> EXERCISE TASK: Identify every line in the listing below that contains the word "hospital", and copy each of those lines in full.

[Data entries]
--- START ---
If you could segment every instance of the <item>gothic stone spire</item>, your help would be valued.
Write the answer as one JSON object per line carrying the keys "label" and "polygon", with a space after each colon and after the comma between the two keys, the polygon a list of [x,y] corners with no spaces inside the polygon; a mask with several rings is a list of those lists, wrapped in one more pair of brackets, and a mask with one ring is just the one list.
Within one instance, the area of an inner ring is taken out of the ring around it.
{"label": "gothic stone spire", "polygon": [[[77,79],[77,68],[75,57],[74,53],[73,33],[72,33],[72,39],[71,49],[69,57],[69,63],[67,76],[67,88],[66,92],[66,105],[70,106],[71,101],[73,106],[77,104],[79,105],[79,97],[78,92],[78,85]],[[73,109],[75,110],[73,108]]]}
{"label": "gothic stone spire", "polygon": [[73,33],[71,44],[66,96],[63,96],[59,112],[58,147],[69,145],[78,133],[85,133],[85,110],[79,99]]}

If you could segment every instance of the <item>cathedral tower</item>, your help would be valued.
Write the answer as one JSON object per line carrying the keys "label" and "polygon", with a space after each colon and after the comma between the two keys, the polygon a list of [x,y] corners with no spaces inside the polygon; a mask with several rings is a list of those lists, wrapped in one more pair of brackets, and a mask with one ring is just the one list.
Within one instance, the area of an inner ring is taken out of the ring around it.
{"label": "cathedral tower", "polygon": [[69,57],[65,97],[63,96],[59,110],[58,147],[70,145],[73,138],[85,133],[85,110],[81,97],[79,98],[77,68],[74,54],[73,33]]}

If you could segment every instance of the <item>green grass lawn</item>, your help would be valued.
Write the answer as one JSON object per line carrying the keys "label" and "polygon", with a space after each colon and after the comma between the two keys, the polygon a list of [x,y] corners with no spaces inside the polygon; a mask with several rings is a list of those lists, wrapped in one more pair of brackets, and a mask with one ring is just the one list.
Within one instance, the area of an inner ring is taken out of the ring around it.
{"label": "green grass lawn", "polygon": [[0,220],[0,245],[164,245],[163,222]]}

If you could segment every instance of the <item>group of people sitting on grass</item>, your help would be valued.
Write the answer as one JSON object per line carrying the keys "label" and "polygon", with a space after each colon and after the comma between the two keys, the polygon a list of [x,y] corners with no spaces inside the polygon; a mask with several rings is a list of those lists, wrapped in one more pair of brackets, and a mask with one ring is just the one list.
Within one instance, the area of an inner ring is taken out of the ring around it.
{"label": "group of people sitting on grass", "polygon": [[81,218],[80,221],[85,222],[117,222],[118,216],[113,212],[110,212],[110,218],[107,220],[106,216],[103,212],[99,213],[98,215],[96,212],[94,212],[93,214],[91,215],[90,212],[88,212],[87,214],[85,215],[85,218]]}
--- END ---
--- START ---
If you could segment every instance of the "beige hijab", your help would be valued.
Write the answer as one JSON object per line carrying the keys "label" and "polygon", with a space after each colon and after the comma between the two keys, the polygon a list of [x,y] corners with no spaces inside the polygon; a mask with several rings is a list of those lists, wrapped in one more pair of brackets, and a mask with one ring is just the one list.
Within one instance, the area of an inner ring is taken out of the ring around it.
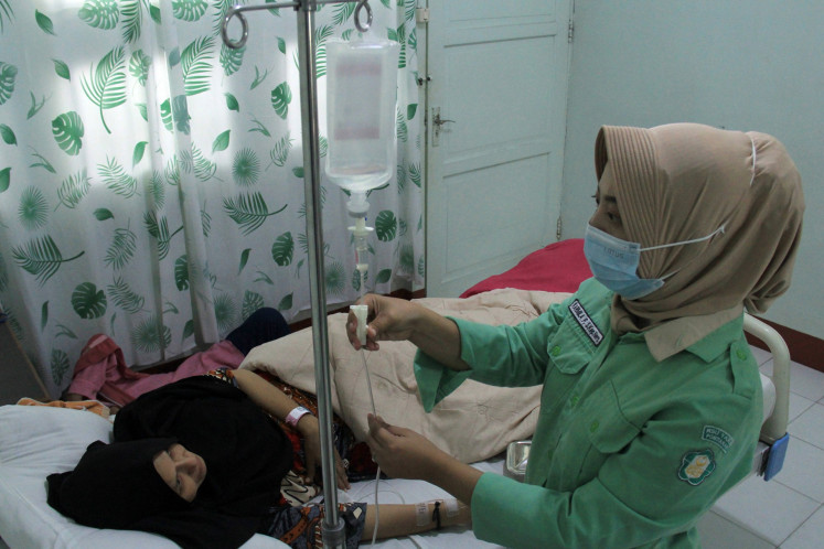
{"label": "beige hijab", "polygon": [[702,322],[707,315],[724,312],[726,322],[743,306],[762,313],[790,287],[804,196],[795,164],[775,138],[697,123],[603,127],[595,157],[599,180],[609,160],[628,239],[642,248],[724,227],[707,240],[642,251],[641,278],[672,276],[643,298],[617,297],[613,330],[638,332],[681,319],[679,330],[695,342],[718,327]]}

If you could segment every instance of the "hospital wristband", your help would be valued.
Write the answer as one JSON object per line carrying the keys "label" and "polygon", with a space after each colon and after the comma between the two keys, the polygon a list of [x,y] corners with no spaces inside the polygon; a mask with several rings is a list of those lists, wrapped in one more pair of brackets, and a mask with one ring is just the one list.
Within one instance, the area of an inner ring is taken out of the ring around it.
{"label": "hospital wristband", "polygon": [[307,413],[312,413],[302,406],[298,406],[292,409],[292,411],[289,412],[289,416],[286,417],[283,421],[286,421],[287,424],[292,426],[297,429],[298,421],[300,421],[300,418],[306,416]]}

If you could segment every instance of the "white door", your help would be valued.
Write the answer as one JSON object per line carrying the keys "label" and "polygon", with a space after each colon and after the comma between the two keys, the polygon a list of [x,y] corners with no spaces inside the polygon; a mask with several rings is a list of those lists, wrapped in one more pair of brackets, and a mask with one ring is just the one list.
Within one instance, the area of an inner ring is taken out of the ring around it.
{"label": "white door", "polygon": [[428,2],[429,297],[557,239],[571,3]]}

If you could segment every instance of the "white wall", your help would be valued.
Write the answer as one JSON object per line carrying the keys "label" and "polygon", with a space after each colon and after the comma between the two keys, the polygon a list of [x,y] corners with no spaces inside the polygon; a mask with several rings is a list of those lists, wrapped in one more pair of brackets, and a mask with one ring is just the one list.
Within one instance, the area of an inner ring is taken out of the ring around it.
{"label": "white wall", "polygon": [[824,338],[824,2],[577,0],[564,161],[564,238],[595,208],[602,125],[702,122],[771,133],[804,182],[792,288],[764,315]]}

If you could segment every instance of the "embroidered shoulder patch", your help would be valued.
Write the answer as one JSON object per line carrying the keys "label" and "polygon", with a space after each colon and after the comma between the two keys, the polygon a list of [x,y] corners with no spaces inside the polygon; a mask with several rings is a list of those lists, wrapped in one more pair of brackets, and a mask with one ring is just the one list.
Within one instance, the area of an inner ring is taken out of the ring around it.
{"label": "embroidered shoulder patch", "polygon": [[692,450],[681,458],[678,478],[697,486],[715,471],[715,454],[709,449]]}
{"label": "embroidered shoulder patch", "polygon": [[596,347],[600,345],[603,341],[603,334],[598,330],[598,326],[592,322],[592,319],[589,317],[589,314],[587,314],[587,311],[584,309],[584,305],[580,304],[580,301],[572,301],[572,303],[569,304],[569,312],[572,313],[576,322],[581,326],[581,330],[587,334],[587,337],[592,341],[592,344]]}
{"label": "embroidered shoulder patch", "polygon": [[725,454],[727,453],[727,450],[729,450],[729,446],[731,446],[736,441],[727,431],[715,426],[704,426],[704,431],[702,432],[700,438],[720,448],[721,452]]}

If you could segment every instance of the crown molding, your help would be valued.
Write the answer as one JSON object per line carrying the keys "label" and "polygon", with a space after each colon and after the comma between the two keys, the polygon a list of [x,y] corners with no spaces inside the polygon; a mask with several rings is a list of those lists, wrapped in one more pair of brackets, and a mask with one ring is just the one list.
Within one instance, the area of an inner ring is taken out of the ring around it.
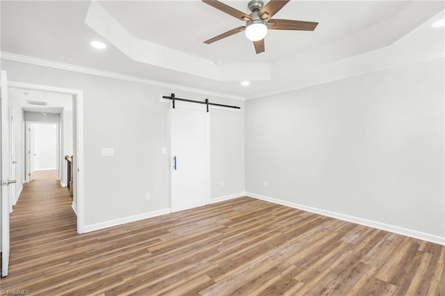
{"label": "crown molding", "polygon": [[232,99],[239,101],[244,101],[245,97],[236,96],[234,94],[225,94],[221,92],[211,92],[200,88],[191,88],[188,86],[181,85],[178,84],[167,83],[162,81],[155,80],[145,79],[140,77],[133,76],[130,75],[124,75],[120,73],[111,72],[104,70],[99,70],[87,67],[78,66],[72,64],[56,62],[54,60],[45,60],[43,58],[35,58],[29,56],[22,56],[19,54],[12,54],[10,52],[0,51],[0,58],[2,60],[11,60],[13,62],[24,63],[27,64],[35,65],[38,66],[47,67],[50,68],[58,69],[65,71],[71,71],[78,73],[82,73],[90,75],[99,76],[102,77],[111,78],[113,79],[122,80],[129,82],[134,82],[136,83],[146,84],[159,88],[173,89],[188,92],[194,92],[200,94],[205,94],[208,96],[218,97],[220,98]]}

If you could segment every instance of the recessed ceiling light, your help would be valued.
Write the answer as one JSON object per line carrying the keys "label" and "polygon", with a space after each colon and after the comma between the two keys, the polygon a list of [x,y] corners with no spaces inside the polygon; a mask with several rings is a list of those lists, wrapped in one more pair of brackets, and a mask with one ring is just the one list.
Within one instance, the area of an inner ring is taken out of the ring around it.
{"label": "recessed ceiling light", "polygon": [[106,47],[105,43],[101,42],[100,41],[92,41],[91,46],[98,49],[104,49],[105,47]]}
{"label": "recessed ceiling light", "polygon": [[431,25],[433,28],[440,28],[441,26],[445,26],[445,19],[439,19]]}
--- END ---
> WRITTEN SOLUTION:
If you could segment every instance of the "hospital wristband", your help would be valued.
{"label": "hospital wristband", "polygon": [[307,413],[312,413],[302,406],[298,406],[292,409],[292,411],[289,412],[289,416],[286,417],[283,421],[286,421],[287,424],[292,426],[297,429],[298,421],[300,421],[300,418],[306,416]]}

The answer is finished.